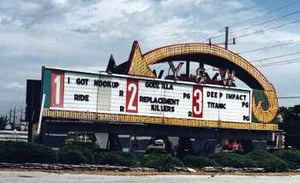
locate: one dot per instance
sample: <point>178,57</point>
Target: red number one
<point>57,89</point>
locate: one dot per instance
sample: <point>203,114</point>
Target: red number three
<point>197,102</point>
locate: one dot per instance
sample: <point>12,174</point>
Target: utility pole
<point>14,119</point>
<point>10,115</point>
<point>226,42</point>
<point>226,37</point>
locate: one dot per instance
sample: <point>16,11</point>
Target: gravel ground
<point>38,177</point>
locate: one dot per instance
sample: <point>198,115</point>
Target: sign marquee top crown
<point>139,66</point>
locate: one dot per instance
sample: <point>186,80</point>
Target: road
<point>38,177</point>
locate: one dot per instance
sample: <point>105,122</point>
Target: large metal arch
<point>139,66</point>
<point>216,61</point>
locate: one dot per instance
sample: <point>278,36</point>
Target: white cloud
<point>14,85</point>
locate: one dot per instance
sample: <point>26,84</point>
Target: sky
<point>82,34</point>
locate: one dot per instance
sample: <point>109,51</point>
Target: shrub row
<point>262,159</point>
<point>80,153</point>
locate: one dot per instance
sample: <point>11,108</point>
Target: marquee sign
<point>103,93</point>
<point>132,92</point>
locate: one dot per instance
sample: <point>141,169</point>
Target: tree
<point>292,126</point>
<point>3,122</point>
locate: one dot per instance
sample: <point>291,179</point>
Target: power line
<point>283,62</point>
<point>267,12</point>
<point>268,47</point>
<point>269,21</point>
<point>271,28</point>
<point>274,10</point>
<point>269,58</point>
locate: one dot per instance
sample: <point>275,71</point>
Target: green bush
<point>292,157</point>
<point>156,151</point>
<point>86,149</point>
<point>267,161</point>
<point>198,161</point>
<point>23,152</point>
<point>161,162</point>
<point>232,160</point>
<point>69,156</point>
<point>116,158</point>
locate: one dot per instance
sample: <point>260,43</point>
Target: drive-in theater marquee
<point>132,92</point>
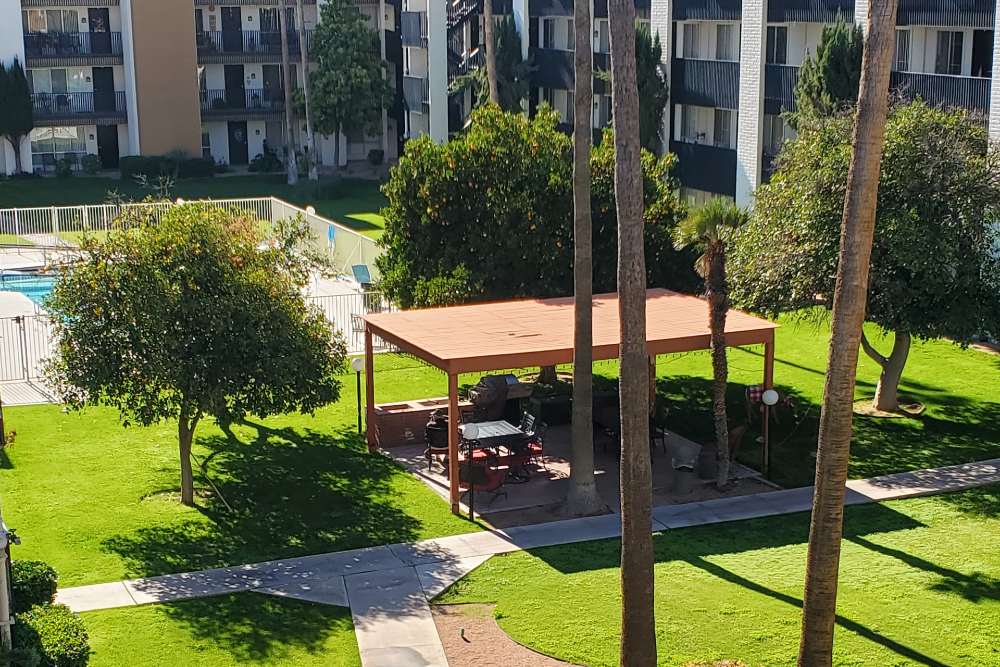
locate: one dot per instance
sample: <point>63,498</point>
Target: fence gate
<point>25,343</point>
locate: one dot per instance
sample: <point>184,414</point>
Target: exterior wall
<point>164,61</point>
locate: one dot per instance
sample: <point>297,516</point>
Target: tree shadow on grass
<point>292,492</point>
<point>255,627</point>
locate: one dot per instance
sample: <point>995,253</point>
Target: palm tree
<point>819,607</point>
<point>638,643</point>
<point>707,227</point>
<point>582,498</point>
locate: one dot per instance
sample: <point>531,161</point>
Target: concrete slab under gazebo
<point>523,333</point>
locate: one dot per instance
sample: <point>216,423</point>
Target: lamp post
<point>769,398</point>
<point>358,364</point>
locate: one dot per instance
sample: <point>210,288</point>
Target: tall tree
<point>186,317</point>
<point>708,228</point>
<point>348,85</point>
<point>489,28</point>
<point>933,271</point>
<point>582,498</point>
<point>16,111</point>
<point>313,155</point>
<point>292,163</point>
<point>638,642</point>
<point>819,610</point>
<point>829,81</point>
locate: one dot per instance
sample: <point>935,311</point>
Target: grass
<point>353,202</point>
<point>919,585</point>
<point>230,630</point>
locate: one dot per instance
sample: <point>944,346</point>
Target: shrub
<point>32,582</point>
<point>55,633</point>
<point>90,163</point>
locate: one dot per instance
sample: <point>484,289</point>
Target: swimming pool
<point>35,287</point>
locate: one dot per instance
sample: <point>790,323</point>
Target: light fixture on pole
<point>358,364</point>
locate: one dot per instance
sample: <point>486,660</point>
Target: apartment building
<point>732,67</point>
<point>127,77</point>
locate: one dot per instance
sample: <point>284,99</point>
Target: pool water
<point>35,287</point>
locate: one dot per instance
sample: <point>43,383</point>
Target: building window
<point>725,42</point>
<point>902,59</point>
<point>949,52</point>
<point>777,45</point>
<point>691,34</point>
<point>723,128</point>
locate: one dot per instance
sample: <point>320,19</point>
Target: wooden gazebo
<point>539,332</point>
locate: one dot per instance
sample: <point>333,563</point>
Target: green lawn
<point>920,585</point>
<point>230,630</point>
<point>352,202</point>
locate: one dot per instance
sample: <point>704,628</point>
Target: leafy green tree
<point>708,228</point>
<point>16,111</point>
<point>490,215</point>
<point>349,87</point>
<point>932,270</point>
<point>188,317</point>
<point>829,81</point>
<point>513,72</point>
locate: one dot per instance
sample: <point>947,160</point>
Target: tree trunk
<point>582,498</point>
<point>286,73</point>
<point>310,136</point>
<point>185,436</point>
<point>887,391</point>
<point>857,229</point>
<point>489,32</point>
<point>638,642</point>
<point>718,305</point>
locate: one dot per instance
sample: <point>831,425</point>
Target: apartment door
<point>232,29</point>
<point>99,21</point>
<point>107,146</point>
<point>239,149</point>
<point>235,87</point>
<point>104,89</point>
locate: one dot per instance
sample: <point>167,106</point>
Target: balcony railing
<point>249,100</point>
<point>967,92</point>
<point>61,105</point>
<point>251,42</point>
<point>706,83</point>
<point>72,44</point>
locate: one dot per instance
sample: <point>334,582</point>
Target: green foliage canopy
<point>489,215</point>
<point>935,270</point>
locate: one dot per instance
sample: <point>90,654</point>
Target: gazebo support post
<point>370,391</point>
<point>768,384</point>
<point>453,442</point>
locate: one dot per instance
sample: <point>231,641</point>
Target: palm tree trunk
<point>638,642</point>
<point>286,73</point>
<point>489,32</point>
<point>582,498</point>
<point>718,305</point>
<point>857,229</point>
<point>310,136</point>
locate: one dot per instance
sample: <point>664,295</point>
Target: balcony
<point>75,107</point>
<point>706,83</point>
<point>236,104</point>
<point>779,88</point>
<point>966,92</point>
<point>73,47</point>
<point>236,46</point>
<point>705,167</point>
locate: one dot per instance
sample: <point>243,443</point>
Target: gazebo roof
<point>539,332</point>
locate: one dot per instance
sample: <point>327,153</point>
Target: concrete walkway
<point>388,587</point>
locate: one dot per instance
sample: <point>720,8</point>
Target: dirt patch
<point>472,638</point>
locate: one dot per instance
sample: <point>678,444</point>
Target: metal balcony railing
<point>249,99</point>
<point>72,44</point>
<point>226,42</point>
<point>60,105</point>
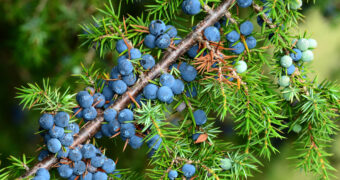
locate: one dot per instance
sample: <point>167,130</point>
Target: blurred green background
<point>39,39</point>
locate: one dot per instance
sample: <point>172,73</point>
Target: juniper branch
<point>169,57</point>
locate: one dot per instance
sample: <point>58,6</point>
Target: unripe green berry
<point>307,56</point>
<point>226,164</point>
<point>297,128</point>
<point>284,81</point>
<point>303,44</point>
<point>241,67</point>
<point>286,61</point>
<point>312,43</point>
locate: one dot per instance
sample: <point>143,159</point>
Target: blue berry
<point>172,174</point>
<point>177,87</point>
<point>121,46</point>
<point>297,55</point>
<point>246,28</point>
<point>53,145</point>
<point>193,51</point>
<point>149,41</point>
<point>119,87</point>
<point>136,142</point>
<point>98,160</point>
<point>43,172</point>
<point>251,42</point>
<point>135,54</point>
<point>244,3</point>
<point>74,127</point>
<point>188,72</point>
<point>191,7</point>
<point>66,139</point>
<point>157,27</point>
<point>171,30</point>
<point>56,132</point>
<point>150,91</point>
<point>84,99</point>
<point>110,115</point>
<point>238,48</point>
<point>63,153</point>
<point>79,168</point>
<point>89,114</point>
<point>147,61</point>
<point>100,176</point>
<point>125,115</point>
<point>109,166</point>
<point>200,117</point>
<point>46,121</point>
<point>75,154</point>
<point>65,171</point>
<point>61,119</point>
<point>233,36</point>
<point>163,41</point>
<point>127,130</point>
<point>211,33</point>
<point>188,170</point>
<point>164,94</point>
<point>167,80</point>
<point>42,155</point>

● **Exercise aim**: Pictures don't belong in the copy. Restate all the entries exactly.

● **Exercise output**:
locate: one dot per instance
sample: <point>178,57</point>
Target: red number one
<point>57,89</point>
locate: one dot per instance
sample: <point>203,114</point>
Target: red number three
<point>197,102</point>
locate: one dot per instance
sample: <point>12,174</point>
Target: utility pole
<point>14,119</point>
<point>10,115</point>
<point>226,42</point>
<point>226,37</point>
locate: one dot per instance
sample: <point>16,11</point>
Target: gravel ground
<point>38,177</point>
locate: one dot per instance
sample: <point>198,115</point>
Target: sign marquee top crown
<point>139,66</point>
locate: one dot per instance
sample: <point>186,80</point>
Target: road
<point>38,177</point>
locate: one dot per instance
sample: <point>105,122</point>
Target: large metal arch
<point>139,66</point>
<point>216,61</point>
locate: one dot per instance
sample: <point>278,36</point>
Target: white cloud
<point>14,85</point>
locate: one dot per instance
sample: <point>26,84</point>
Target: sky
<point>82,34</point>
locate: one dot per instance
sample: <point>109,51</point>
Target: shrub row
<point>262,159</point>
<point>80,153</point>
locate: one dot per instance
sample: <point>11,108</point>
Target: marquee sign
<point>103,93</point>
<point>132,92</point>
locate: one dot per instance
sample: <point>141,169</point>
Target: tree
<point>292,126</point>
<point>3,122</point>
locate: one dot per instance
sample: <point>291,179</point>
Target: power line
<point>283,62</point>
<point>267,12</point>
<point>268,47</point>
<point>269,21</point>
<point>271,28</point>
<point>274,10</point>
<point>269,58</point>
locate: one dot per instance
sample: <point>275,71</point>
Target: green bush
<point>292,157</point>
<point>156,151</point>
<point>86,149</point>
<point>267,161</point>
<point>198,161</point>
<point>23,152</point>
<point>161,162</point>
<point>232,160</point>
<point>69,156</point>
<point>116,158</point>
locate: one dot per instance
sample: <point>260,43</point>
Target: drive-in theater marquee
<point>132,92</point>
locate: one dot per instance
sample: <point>63,498</point>
Target: fence gate
<point>25,343</point>
locate: one dot per instance
sample: <point>184,414</point>
Target: exterior wall
<point>164,61</point>
locate: one dot per instance
sample: <point>297,516</point>
Target: tree shadow on grass
<point>292,492</point>
<point>255,627</point>
locate: one dot per instance
sample: <point>995,253</point>
Target: palm tree
<point>819,607</point>
<point>638,643</point>
<point>707,227</point>
<point>582,498</point>
locate: one dot per instance
sample: <point>531,161</point>
Target: concrete slab under gazebo
<point>523,333</point>
locate: one dot per instance
sample: <point>216,423</point>
Target: lamp post
<point>769,398</point>
<point>358,364</point>
locate: one dot per instance
sample: <point>210,288</point>
Target: tall tree
<point>186,317</point>
<point>708,228</point>
<point>348,85</point>
<point>489,28</point>
<point>933,271</point>
<point>582,498</point>
<point>16,111</point>
<point>313,155</point>
<point>292,163</point>
<point>638,642</point>
<point>819,610</point>
<point>829,81</point>
locate: one dot per instance
sample: <point>935,311</point>
Target: grass
<point>353,202</point>
<point>919,585</point>
<point>230,630</point>
locate: one dot per instance
sample: <point>944,346</point>
Target: shrub
<point>32,582</point>
<point>55,633</point>
<point>90,163</point>
locate: one dot per instance
sample: <point>484,289</point>
Target: swimming pool
<point>35,287</point>
locate: one dot per instance
sample: <point>790,323</point>
Target: light fixture on pole
<point>358,364</point>
locate: one dot per instance
sample: <point>486,660</point>
Target: apartment building
<point>732,67</point>
<point>127,77</point>
locate: one dot per instance
sample: <point>284,99</point>
Target: pool water
<point>35,287</point>
locate: one dot per instance
sample: <point>43,383</point>
Target: building window
<point>725,42</point>
<point>902,59</point>
<point>949,52</point>
<point>777,45</point>
<point>691,34</point>
<point>723,128</point>
locate: one dot per instance
sample: <point>320,19</point>
Target: wooden gazebo
<point>539,332</point>
locate: one dot per instance
sample: <point>333,563</point>
Target: green lawn
<point>920,585</point>
<point>230,630</point>
<point>352,202</point>
locate: one dot per instance
sample: <point>704,628</point>
Target: leafy green tree
<point>708,228</point>
<point>16,111</point>
<point>490,215</point>
<point>349,87</point>
<point>932,270</point>
<point>188,317</point>
<point>829,81</point>
<point>513,72</point>
locate: one dot per instance
sample: <point>947,160</point>
Target: tree trunk
<point>582,498</point>
<point>286,73</point>
<point>310,136</point>
<point>185,436</point>
<point>887,391</point>
<point>857,229</point>
<point>489,32</point>
<point>638,642</point>
<point>718,305</point>
locate: one dot per instance
sample: <point>831,425</point>
Target: apartment door
<point>232,29</point>
<point>99,21</point>
<point>107,146</point>
<point>239,149</point>
<point>235,87</point>
<point>104,89</point>
locate: one dot per instance
sample: <point>167,106</point>
Target: balcony railing
<point>249,100</point>
<point>967,92</point>
<point>61,105</point>
<point>251,42</point>
<point>706,83</point>
<point>72,44</point>
locate: one dot per instance
sample: <point>334,582</point>
Target: green foliage canopy
<point>489,215</point>
<point>935,270</point>
locate: one dot per instance
sample: <point>90,654</point>
Target: gazebo support post
<point>370,391</point>
<point>768,384</point>
<point>453,442</point>
locate: one dot per instance
sample: <point>231,641</point>
Target: palm tree trunk
<point>638,642</point>
<point>286,73</point>
<point>489,32</point>
<point>582,498</point>
<point>718,305</point>
<point>857,229</point>
<point>310,136</point>
locate: one dot per instance
sample: <point>664,295</point>
Target: balcony
<point>75,107</point>
<point>706,83</point>
<point>236,104</point>
<point>779,88</point>
<point>966,92</point>
<point>73,47</point>
<point>236,46</point>
<point>705,167</point>
locate: one dot per instance
sample: <point>243,443</point>
Target: gazebo roof
<point>539,332</point>
locate: one dot per instance
sample: <point>327,153</point>
Target: concrete walkway
<point>388,587</point>
locate: one dot per instance
sample: <point>720,8</point>
Target: dirt patch
<point>472,638</point>
locate: one dot per instance
sample: <point>678,444</point>
Target: metal balcony railing
<point>249,99</point>
<point>72,44</point>
<point>226,42</point>
<point>60,105</point>
locate: one dot per instance
sample: <point>167,130</point>
Target: blurred green background
<point>39,39</point>
locate: one dot per instance
sample: <point>172,73</point>
Target: juniper branch
<point>169,57</point>
locate: one dot per instance
sample: <point>58,6</point>
Target: unripe green berry
<point>307,56</point>
<point>226,164</point>
<point>297,128</point>
<point>284,81</point>
<point>303,44</point>
<point>241,67</point>
<point>286,61</point>
<point>312,43</point>
locate: one dot per instance
sample: <point>143,159</point>
Target: blue berry
<point>172,174</point>
<point>177,87</point>
<point>121,46</point>
<point>297,55</point>
<point>246,28</point>
<point>53,145</point>
<point>193,51</point>
<point>149,41</point>
<point>119,87</point>
<point>136,142</point>
<point>98,160</point>
<point>43,172</point>
<point>251,42</point>
<point>135,54</point>
<point>244,3</point>
<point>74,127</point>
<point>188,72</point>
<point>191,7</point>
<point>66,139</point>
<point>157,27</point>
<point>171,30</point>
<point>56,132</point>
<point>150,91</point>
<point>84,99</point>
<point>110,115</point>
<point>238,48</point>
<point>63,153</point>
<point>79,168</point>
<point>89,114</point>
<point>147,61</point>
<point>100,176</point>
<point>125,115</point>
<point>109,166</point>
<point>200,117</point>
<point>46,121</point>
<point>75,154</point>
<point>65,171</point>
<point>61,119</point>
<point>233,36</point>
<point>163,41</point>
<point>127,130</point>
<point>211,33</point>
<point>188,170</point>
<point>164,94</point>
<point>167,80</point>
<point>42,155</point>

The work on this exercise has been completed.